Yağmanın baş sorumlusu

15 Aralık 2013 günü yapılan Sol Cephe kuruluş toplantısında Nihat Behram bir anısını anlattı. 1980’li yıllarda vatandaşlıktan çıkarıldıktan sonra malvarlığını bildirmesi istenilmiş. Almış kalemi kağıdı eline, 783 bin kilometrekare toprağım var, göllerim, nehirlerim, derelerim, ormanlarım da cabası diye yazmış göndermiş. Devlet, bu beyanı esas aldı ve hepsine el koydu. O günden bu yana sata sata bitiremediler. Batan geminin malları fiyatına satıldığı için de kapışılıyor. Malına mülküne sahip çıksaydı bunlar başımıza gelmezdi. Mahşerde iki elimin yakasında olacağını bilmeli.
——
### Yapılacaklar:
(1) Nihat Behram'ın anısını anlatan yazıda, onun malvarlığı olarak kağıda yazıp gönderdiği her şeyi sırala.
(2) Nihat Behram'ın anısını anlatan yazıyı kaldığı yerden sürdür.
Malzemenin buradaki işle bir ilgisi yok.
——
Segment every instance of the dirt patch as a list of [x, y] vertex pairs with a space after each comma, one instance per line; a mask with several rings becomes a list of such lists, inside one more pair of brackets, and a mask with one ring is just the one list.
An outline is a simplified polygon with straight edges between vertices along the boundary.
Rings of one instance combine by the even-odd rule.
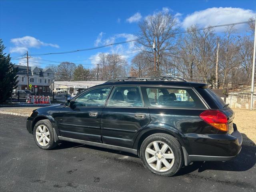
[[242, 134], [244, 144], [255, 146], [256, 143], [256, 110], [232, 109], [235, 112], [233, 122]]
[[13, 113], [22, 113], [30, 115], [32, 111], [34, 109], [38, 109], [38, 107], [29, 107], [28, 108], [22, 108], [20, 109], [0, 109], [0, 110], [3, 111], [7, 111], [8, 112], [12, 112]]

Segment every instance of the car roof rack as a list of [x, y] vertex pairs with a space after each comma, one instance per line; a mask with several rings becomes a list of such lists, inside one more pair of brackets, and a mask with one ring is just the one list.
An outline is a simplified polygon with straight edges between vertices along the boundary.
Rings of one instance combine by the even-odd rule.
[[106, 83], [112, 83], [113, 82], [130, 81], [176, 81], [179, 82], [187, 82], [184, 79], [181, 78], [172, 77], [166, 77], [164, 76], [160, 76], [156, 77], [150, 78], [137, 78], [134, 77], [128, 77], [123, 78], [118, 78], [115, 79], [109, 80]]

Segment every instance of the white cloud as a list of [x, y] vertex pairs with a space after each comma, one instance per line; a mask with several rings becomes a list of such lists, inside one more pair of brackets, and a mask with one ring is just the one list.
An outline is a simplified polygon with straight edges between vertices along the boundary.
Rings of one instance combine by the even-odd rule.
[[42, 46], [50, 46], [56, 48], [60, 48], [60, 46], [56, 44], [45, 43], [31, 36], [25, 36], [23, 37], [11, 39], [11, 42], [16, 46], [15, 47], [11, 48], [11, 52], [23, 53], [27, 51], [29, 48], [39, 48]]
[[12, 47], [10, 50], [10, 53], [24, 53], [28, 50], [28, 48], [24, 47]]
[[16, 46], [25, 47], [34, 47], [39, 48], [41, 46], [50, 46], [51, 47], [59, 48], [60, 46], [56, 44], [44, 43], [39, 39], [31, 36], [25, 36], [23, 37], [15, 38], [11, 39], [11, 42], [14, 44]]
[[182, 14], [180, 13], [179, 13], [178, 12], [176, 14], [175, 14], [174, 15], [174, 17], [180, 17], [181, 16], [182, 16]]
[[138, 21], [140, 21], [142, 17], [140, 14], [140, 13], [138, 12], [131, 17], [127, 19], [126, 21], [130, 23], [138, 22]]
[[[196, 11], [187, 15], [182, 23], [186, 29], [192, 25], [199, 27], [215, 26], [222, 24], [237, 23], [247, 21], [250, 17], [255, 17], [255, 13], [252, 10], [232, 7], [213, 7], [205, 10]], [[244, 25], [236, 26], [238, 30], [241, 30]], [[223, 31], [224, 27], [216, 28], [217, 32]]]
[[172, 10], [172, 9], [170, 9], [168, 7], [164, 7], [162, 8], [162, 11], [164, 13], [167, 14], [169, 13], [169, 12], [170, 12], [170, 11], [172, 12], [173, 11], [173, 10]]
[[101, 40], [102, 38], [102, 36], [103, 35], [103, 34], [104, 34], [104, 33], [103, 32], [100, 32], [100, 33], [99, 35], [98, 36], [97, 39], [94, 42], [94, 46], [98, 46], [101, 43]]
[[[136, 38], [136, 36], [132, 34], [128, 33], [118, 34], [106, 39], [102, 40], [101, 44], [107, 45], [114, 43], [116, 42], [128, 41]], [[106, 54], [116, 54], [120, 55], [128, 54], [122, 56], [124, 58], [127, 58], [134, 56], [132, 54], [132, 53], [136, 53], [138, 51], [136, 49], [135, 43], [135, 42], [133, 41], [127, 43], [112, 45], [108, 47], [108, 51], [104, 52]], [[100, 53], [100, 52], [98, 52], [94, 55], [92, 55], [89, 58], [92, 60], [91, 60], [91, 63], [93, 64], [98, 63], [99, 60], [98, 58]]]

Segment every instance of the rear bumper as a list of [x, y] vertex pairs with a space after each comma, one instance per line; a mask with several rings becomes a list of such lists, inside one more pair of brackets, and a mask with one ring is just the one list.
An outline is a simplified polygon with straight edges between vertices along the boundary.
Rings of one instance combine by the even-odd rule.
[[33, 128], [32, 125], [33, 124], [33, 120], [34, 120], [34, 118], [31, 117], [29, 117], [27, 119], [27, 122], [26, 122], [26, 126], [27, 129], [28, 131], [30, 133], [32, 133], [33, 132]]
[[236, 127], [231, 134], [188, 134], [186, 136], [188, 144], [182, 147], [186, 166], [193, 161], [231, 160], [242, 148], [242, 138]]

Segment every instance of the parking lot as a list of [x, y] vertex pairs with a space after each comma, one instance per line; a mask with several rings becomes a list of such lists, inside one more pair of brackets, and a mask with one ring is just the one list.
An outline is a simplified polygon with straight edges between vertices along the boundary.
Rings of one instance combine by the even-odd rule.
[[[136, 156], [65, 142], [38, 148], [26, 118], [0, 114], [1, 191], [254, 191], [256, 147], [235, 160], [196, 162], [174, 176], [154, 175]], [[243, 134], [243, 136], [246, 136]]]

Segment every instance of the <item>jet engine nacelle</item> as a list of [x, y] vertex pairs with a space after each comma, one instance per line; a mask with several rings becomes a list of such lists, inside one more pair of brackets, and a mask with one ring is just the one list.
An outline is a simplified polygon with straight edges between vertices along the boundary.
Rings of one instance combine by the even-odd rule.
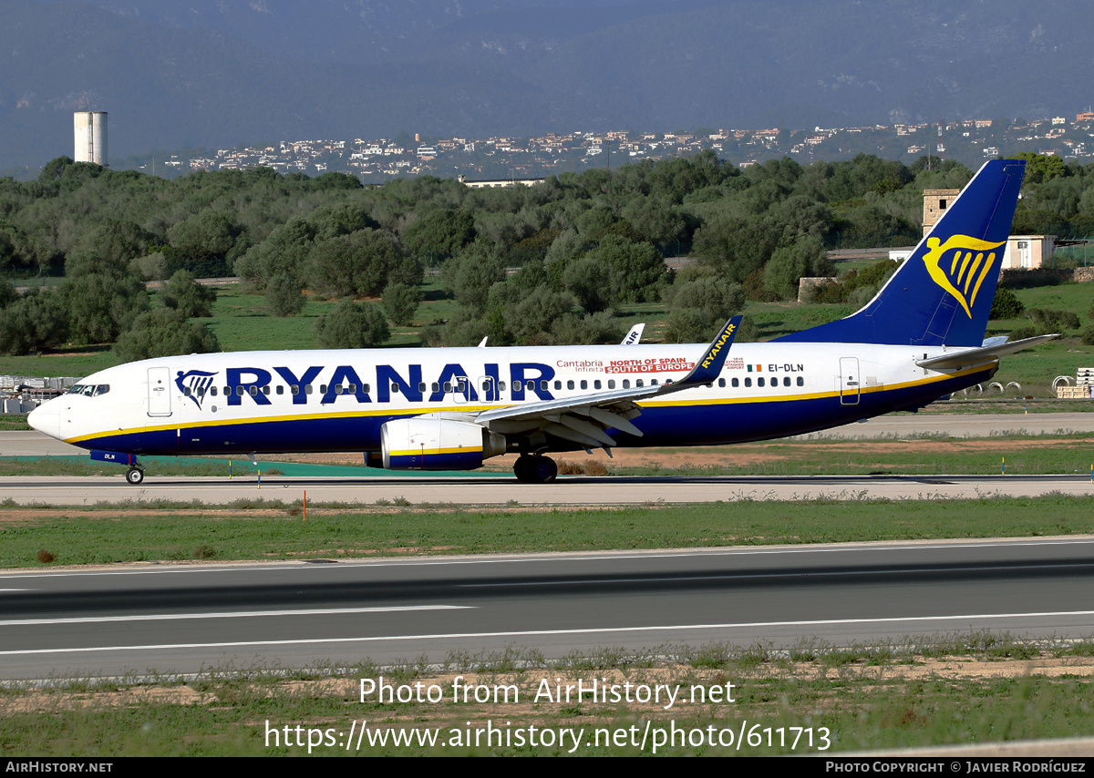
[[479, 424], [419, 416], [387, 422], [380, 428], [388, 470], [474, 470], [505, 452], [505, 436]]

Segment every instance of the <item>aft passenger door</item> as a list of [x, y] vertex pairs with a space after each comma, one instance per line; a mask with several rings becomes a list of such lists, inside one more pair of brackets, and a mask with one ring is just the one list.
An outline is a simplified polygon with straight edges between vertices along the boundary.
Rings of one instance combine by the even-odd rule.
[[856, 356], [839, 359], [839, 402], [841, 405], [859, 404], [859, 358]]
[[148, 415], [171, 415], [171, 369], [148, 368]]

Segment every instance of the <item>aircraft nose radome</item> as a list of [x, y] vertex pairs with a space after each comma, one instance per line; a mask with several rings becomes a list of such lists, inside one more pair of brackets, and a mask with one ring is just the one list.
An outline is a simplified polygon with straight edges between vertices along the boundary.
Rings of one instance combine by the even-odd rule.
[[26, 417], [26, 423], [43, 435], [60, 439], [60, 410], [51, 401], [44, 402], [31, 411], [31, 414]]

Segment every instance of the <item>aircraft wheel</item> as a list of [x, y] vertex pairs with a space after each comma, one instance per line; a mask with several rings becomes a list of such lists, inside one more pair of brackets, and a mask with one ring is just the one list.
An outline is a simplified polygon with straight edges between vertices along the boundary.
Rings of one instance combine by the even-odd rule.
[[558, 465], [550, 457], [535, 457], [532, 462], [532, 483], [549, 484], [558, 478]]
[[533, 465], [535, 465], [533, 457], [529, 457], [526, 453], [522, 453], [520, 457], [517, 457], [516, 461], [513, 463], [513, 474], [516, 475], [516, 480], [520, 481], [522, 484], [532, 483]]

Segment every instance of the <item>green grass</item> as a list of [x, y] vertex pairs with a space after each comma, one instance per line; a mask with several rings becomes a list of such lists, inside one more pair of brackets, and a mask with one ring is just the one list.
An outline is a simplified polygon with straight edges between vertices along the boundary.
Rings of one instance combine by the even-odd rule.
[[[1021, 417], [1015, 416], [1013, 431], [1001, 429], [998, 436], [973, 440], [947, 436], [881, 440], [823, 438], [702, 449], [653, 449], [651, 452], [671, 457], [674, 464], [660, 468], [609, 465], [609, 471], [617, 475], [991, 475], [1001, 472], [1005, 459], [1005, 471], [1011, 475], [1091, 472], [1094, 440], [1089, 435], [1051, 435], [1043, 445], [1036, 445], [1038, 438], [1015, 432], [1021, 426]], [[723, 456], [725, 462], [694, 464], [697, 456], [707, 461], [710, 457]]]
[[[664, 549], [835, 543], [939, 538], [1000, 538], [1094, 532], [1094, 496], [1037, 498], [755, 502], [746, 490], [728, 503], [618, 509], [522, 510], [420, 506], [410, 509], [238, 504], [226, 510], [155, 503], [128, 510], [62, 508], [38, 516], [5, 504], [15, 518], [0, 524], [0, 567], [116, 564], [158, 559], [287, 559], [379, 555]], [[263, 512], [254, 512], [259, 509]], [[22, 512], [23, 517], [19, 514]], [[363, 520], [363, 517], [368, 517]]]

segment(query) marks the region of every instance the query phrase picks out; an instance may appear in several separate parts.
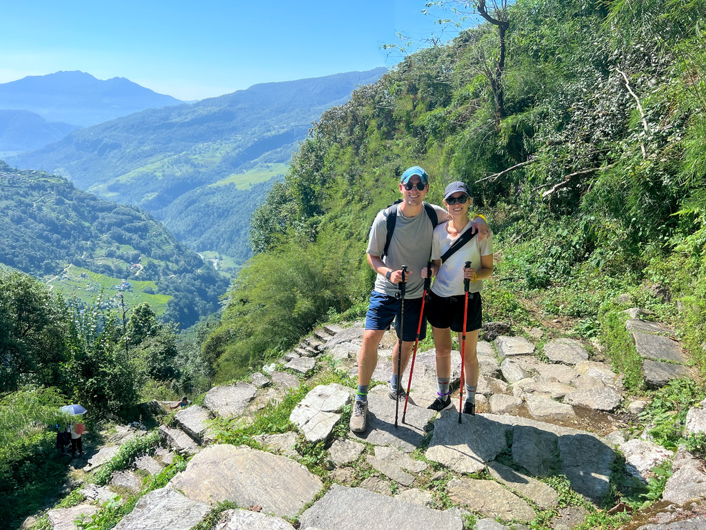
——
### Sırayla cevaplar:
(1) 783 bin kilometrekare toprak, göller, nehirler, dereler, ormanlar

(2)
KİT’lerin toplamını üç dört aylık enerji faturası fiyatına sattılar. Kamu hizmeti kavramı yok edildi. Sağlık, eğitim gibi hizmetler artık plazalarda satılıyor. Kentleri yağmacılara peşkeş çekmek için cehenneme çevirdiler, şimdi zenginler için sahte cennetler kuruyorlar.

Kamunun elindeki kent merkezlerinde kalmış ve çoğu yeşil alan olan arsalar, konut ya da ticaret merkezine dönüştürülüp satılıyor. Üniversite yerleşkelerine el konuluyor.

Belediyeler, Hazine’yle yarışa girişti. Binlerce dönüm toprak sattılar. Yaklaşan seçimleri finanse edebilmek için son aylarda daha da hızlandılar. Kentlerde kamu mülkiyetinde neredeyse hiç toprak kalmadı. Yağmalanacak yeni alanlara gereksinme duyuyorlar. Bu amaçla 13 yeni büyükşehir belediyesi kurdular ve belediye sınırlarını il sınırlarıyla eşitlediler. Köyleri kentlerin mahallesi yaptılar. Köylünün topraklarına, meralarına, suyuna göz diktiler. Sloganları “her yer kent, her yer yağma”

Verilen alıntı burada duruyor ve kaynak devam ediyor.